### Work instructions
Put the lines of the items, from the line containing "of the cloud." through the last line of the items, both inclusive, into a numbered list. Omit any blank lines.

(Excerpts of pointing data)
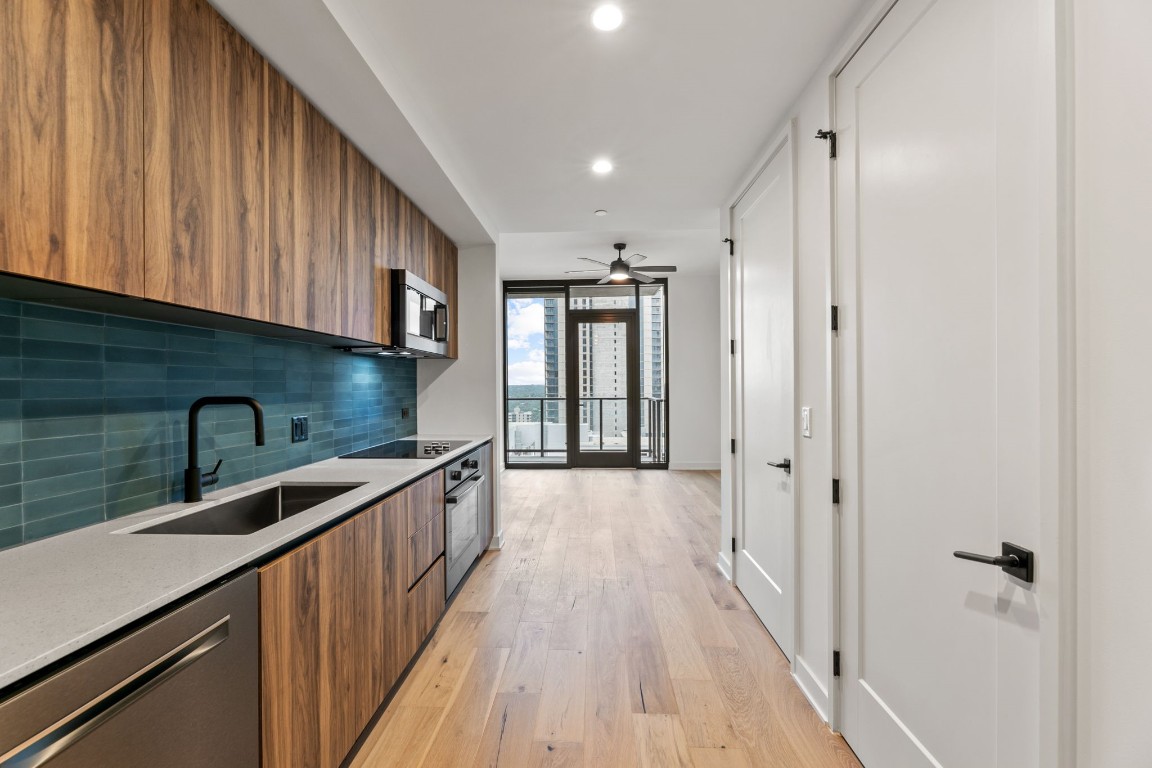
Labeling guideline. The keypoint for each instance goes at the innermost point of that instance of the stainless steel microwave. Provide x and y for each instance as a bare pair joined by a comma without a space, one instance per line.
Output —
419,316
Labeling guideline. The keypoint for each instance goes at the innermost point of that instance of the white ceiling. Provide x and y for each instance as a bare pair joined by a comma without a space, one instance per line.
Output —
498,107
548,255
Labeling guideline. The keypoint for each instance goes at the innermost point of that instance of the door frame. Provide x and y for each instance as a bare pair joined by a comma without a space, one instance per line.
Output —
783,142
627,458
1056,550
528,287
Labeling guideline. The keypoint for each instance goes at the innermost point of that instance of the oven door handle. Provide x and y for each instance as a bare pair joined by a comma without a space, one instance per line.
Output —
455,497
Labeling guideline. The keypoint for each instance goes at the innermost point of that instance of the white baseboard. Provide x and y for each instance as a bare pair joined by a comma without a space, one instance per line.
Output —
817,694
724,564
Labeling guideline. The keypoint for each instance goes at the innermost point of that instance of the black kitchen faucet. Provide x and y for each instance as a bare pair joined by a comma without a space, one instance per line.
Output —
194,480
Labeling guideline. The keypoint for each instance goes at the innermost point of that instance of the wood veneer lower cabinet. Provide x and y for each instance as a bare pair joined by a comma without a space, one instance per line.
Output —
333,639
425,605
339,625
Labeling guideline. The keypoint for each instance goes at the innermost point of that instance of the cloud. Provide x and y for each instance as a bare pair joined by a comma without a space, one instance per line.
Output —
527,372
524,321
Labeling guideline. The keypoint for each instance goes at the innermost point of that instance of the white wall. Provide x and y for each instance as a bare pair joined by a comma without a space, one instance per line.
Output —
1114,318
813,458
694,378
463,396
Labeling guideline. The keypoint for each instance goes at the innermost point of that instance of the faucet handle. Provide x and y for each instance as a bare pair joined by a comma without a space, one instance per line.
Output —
212,478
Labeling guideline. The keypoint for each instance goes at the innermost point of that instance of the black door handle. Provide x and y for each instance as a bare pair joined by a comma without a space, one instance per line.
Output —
1014,561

### Expected answer
1. Labeling guideline. The keypoint for each instance goes at the innermost point of that instance of the cloud. Provide x and y for each instance as a bare pair joined by a comma without a space, one instance per line.
2. Output —
3. 527,372
4. 524,321
5. Labeling guideline. The keypoint for each instance goes at the innermost point of that instance of the white wall. Provide x and y for each instance as a bare pair joined by a comma without a space, one instance per line.
6. Output —
7. 1114,318
8. 813,458
9. 694,378
10. 463,396
11. Labeling guideline. The keypoint for each instance goes at the innermost point of that instance of the faucet handle. Provide x and y for each instance as a bare pair joined by a comma without a space, one instance per line.
12. Output —
13. 212,478
14. Labeling guideline. The keypoint for each instance goes at the innermost point of that instance of the black door handle. Provide x and y for each instance as a bare pair joined by a comma without a space, one instance per line.
15. Output —
16. 1014,561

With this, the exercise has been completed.